__TUGAS__:
**1.** Menurut resensi novel Postcard from Neverland, penerbit mana yang menerbitkan buku itu?
**2.** Tulis ulang bagian resensi novel Postcard from Neverland dari "[Resensi Novel Amore]" sampai dengan "Sampul: Mracel A.W.", dengan mengganti "Sampul" menjadi "Desain sampul".
**3.** Teruskan resensi novel Postcard from Neverland setelah kalimat terakhirnya.

::: TEKS SUMBER

Thursday, July 26, 2012

[Resensi Novel Amore] Postcard from Neverland by Rina Suryakusuma


Perjuangan Cinta


Judul: Postcard from Neverland
Pengarang: Rina Suryakusuma
Editor: Novera Kresnawati
Co-Editor: Irna Permanasari
Sampul: Mracel A.W.
Penerbit: PT Gramedia Pustaka Utama
Tebal: 280 hlm
Harga: Rp33.000
Rilis: Agustus 2010
ISBN: 978-979-22-5698-7

Ami Amarell Siswoyo mendapat anugerah kecantikan alami nan memikat. Namun, kecantikan itu justru membawa begitu banyak kesulitan bagi Ami, terutama ketika sang Ayah meninggal dunia, terpaksa Ami yang menggantikan perannya untuk menjadi tulang punggung keluarga bagi sang Ibu dan seorang adik perempuannya. Ami pun drop out dari kuliahnya dan bekerja apa saja demi menjalani hidup, dan dalam dunia kerja inilah hidupnya makin sengsara. Pelecehan demi pelecehan ia dapatkan, karena label cantik yang disandangnya.

::::::
::: CATATAN DATA

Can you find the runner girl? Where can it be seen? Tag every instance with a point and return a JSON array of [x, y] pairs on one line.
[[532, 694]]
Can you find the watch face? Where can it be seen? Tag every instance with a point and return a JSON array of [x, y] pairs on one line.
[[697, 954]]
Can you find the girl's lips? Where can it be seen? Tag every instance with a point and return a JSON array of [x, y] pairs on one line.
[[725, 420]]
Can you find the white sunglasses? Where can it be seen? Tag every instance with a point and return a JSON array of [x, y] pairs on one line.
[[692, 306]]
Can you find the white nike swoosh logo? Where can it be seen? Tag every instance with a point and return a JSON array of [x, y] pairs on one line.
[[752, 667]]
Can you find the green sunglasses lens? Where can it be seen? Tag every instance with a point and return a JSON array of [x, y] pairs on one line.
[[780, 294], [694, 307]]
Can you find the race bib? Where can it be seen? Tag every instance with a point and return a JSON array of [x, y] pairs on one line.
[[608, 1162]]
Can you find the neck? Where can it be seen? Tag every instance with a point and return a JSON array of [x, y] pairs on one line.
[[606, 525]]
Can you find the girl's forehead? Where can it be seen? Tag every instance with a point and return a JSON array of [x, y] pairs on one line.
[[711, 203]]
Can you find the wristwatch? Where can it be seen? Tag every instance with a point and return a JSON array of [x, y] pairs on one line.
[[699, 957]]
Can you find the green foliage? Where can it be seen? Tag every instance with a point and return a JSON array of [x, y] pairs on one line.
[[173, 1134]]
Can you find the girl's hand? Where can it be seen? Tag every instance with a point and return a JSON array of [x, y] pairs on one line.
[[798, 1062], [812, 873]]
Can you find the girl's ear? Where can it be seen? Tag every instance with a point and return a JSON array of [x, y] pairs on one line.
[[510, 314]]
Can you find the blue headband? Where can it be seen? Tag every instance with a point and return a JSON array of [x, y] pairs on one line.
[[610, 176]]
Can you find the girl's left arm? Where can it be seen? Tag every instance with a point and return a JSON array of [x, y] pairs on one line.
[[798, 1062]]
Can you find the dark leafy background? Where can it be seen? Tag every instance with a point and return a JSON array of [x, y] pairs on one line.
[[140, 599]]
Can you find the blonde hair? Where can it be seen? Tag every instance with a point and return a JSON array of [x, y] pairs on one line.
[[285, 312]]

::::::

__HASIL YANG DIHARAPKAN__:
**1.** PT Gramedia Pustaka Utama

**2.**
[Resensi Novel Amore] Postcard from Neverland by Rina Suryakusuma


Perjuangan Cinta


Judul: Postcard from Neverland
Pengarang: Rina Suryakusuma
Editor: Novera Kresnawati
Co-Editor: Irna Permanasari
Desain sampul: Mracel A.W.

**3.**
Sampai ia bertemu Joshua Leinard tanpa sengaja. Didorong sahabat karibnya, Lusi, Ami mencoba peruntungan untuk bekerja di sebuah cafe hotel honteng lima yang baru akan dibuka. Kembali insiden tak menyenangkan menimpanya yang berakhir pada tawaran untuk bekerja sebagai kepala pelayan di rumah Josh. Dari sinilah, seluruh hidup Ami berubah. Tak hanya ia mendapat kecukupan finansial, namun ia juga berhasil bertemu dengan cinta sejatinya. Lantas, sanggupkah Ami mempertahankan cintanya? Cinta yang memilin begitu banyak jalinan perbedaan? Mampukah ia menghalau cibiran dan cemoohan orang demi memperjuangkan cintanya?

Simak liku-liku kehidupan Ami dalam novel Amore bertajuk Postcard from Neverland karya Rina Suryakusuma ini.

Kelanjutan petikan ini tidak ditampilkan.